• WHAT NEEDS TO BE DONE:
Reproduce each of the following records verbatim, keeping every line and character unchanged.

• RECORDS FOR THIS EXERCISE:
------------------------------------

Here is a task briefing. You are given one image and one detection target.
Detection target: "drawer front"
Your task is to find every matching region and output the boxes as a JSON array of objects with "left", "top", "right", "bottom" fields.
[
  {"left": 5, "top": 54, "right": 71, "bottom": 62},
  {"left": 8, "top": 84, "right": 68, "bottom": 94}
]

------------------------------------

• RESPONSE TO THIS EXERCISE:
Here is a task briefing. You are given one image and one detection target.
Detection target: "drawer front"
Your task is to find every matching region and output the boxes as a JSON array of objects with "left", "top", "right", "bottom" fields.
[
  {"left": 5, "top": 54, "right": 71, "bottom": 62},
  {"left": 8, "top": 84, "right": 68, "bottom": 94}
]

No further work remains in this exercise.